◆ Objective:
Reproduce word for word the portion of the renewable energy acquisitions passage that opens with the words containing "The Company’s long-term" and closes with "viability and prospects.".

◆ Reading text:
|---|

Renewable Energy Facility Acquisitions and Investments

The Company’s long-term growth strategy
is dependent on its ability to acquire additional renewable power generation assets. This growth is expected to be comprised of additional
acquisitions across the Company’s scope of operations both in its current focus countries and new countries. Our operating revenues
are insufficient to fund our operations and our assets already are pledged to secure our indebtedness to various third party secured creditors,
respectively. The unavailability of additional financing could require us to delay, scale back, or terminate our acquisition efforts as
well as our own business activities, which would have a material adverse effect on the Company and its viability and prospects.

|---|

◆ Collected data:
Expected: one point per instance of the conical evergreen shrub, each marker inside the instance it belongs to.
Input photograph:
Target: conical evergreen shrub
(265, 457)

|---|

◆ Answer to this problem:
The Company’s long-term growth strategy
is dependent on its ability to acquire additional renewable power generation assets. This growth is expected to be comprised of additional
acquisitions across the Company’s scope of operations both in its current focus countries and new countries. Our operating revenues
are insufficient to fund our operations and our assets already are pledged to secure our indebtedness to various third party secured creditors,
respectively. The unavailability of additional financing could require us to delay, scale back, or terminate our acquisition efforts as
well as our own business activities, which would have a material adverse effect on the Company and its viability and prospects.